▶ **WHAT YOU SHOULD DO**: Print, in exact form, the lines below from the one containing "the ship hull" through the one containing "Mark the seagull", and omit all others.

[Referring expression pointing data]
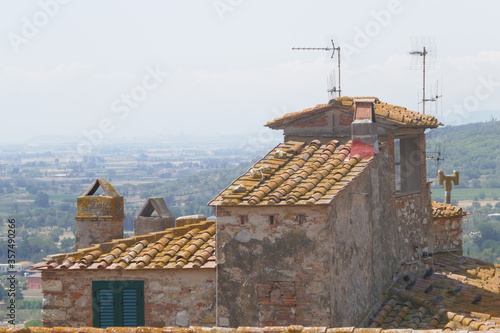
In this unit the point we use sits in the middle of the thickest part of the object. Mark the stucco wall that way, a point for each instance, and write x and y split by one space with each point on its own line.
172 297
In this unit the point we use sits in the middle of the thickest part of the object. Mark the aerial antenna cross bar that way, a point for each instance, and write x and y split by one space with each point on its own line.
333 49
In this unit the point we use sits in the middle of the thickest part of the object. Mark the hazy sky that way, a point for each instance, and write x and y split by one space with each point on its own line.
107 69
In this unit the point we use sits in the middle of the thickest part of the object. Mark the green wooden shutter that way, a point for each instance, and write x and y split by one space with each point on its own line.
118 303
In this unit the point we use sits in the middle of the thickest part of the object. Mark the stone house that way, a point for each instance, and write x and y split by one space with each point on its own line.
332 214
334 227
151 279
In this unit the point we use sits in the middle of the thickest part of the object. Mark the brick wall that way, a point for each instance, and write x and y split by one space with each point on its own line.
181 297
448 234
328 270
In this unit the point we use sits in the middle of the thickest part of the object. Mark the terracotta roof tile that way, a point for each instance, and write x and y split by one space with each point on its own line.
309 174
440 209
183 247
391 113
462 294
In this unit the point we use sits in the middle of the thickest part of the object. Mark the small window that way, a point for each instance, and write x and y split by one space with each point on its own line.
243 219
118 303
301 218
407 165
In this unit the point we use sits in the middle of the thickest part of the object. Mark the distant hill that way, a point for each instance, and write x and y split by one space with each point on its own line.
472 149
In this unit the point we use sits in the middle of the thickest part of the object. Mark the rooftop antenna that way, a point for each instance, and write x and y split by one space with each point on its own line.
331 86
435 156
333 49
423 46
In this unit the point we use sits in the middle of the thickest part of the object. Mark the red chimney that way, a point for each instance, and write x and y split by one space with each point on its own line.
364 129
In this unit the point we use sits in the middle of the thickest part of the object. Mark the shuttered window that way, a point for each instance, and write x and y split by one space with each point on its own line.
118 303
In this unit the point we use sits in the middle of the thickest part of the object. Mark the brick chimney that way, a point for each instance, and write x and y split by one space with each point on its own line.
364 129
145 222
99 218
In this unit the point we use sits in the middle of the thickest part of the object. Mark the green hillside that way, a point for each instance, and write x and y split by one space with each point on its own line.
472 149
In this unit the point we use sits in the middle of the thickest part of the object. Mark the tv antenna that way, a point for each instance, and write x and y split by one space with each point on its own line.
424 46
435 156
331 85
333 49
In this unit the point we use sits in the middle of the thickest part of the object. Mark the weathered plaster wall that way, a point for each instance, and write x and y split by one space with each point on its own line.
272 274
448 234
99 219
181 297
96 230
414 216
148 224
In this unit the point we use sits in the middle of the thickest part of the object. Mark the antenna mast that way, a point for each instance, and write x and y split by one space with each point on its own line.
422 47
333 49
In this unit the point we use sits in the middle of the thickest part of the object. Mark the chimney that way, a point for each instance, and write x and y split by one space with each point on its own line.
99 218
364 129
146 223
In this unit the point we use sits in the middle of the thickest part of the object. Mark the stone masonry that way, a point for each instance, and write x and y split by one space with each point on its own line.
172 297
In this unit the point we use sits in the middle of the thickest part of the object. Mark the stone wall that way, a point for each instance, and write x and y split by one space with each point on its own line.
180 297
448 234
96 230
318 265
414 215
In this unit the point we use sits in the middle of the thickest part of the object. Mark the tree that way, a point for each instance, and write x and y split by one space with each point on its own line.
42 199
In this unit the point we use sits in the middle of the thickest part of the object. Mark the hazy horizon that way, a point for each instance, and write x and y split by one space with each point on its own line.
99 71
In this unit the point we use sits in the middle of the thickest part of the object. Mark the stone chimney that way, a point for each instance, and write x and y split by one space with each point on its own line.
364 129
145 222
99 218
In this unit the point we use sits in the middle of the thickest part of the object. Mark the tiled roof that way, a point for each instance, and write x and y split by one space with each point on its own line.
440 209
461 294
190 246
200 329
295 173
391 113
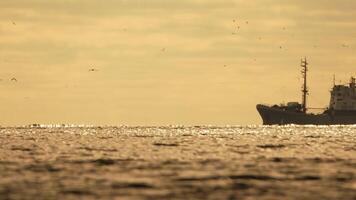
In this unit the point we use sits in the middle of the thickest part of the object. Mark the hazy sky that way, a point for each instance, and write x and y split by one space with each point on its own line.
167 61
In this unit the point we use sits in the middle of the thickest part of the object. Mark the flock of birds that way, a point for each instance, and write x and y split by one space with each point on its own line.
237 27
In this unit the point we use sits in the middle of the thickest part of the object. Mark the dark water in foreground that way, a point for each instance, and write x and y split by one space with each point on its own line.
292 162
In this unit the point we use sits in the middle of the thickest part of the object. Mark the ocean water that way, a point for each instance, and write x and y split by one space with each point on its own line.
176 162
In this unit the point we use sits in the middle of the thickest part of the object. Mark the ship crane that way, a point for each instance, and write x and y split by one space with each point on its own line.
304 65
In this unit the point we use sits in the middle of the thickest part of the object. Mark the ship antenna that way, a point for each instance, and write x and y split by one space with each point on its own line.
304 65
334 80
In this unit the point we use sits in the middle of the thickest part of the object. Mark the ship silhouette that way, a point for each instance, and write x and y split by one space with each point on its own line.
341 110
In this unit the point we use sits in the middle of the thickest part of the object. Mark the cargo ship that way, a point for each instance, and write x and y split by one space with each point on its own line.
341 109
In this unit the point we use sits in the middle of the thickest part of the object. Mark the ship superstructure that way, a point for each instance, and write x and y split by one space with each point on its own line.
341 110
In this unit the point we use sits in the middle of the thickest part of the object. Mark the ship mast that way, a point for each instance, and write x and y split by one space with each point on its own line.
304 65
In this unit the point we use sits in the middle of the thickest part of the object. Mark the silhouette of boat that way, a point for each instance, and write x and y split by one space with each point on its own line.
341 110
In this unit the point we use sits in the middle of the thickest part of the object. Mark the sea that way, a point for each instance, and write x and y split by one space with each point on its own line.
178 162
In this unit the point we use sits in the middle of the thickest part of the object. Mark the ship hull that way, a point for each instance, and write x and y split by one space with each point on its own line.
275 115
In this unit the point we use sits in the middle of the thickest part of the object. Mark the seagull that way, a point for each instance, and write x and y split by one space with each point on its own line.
...
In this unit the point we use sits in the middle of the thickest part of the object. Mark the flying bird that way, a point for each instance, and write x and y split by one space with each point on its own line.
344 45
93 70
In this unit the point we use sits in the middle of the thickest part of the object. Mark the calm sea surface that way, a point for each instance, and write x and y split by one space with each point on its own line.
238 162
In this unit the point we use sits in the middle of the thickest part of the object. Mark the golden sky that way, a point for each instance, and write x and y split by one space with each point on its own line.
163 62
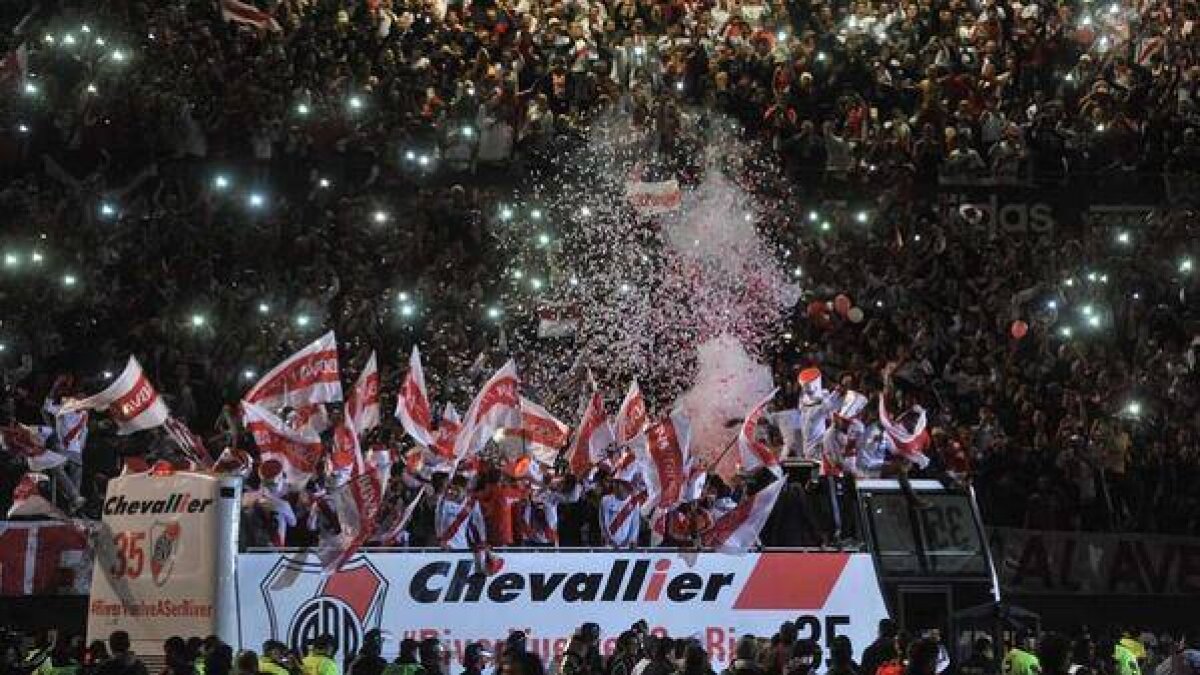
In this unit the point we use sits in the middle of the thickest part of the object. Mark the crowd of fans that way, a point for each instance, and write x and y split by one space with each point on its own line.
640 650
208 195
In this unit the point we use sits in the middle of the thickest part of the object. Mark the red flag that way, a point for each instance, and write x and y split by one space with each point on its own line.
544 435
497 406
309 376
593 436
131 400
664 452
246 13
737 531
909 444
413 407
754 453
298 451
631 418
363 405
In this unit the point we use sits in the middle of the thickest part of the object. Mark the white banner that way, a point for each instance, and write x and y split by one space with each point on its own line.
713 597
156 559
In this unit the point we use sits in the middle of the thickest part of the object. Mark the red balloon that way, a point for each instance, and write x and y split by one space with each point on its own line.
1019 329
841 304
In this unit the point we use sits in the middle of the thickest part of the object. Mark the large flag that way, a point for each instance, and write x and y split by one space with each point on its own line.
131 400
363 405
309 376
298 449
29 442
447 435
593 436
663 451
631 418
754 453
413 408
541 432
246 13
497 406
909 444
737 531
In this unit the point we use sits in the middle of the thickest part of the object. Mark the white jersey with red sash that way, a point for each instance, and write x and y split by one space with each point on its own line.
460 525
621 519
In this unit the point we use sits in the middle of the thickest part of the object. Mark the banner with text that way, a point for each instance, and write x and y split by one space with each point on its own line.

▶ **ANSWER TO THIS EXERCISE**:
In this unit the point we use sits in the middle of the thickest part of the object. Mark the ship hull that way, a point for each instance, and write x and y split by one space with each point on its own line.
275 115
In this unit the point we use sits in the middle of the thickest part of the object. Mark the seagull that way, a point for each instance, and write x and y split by one space with each point on its own line.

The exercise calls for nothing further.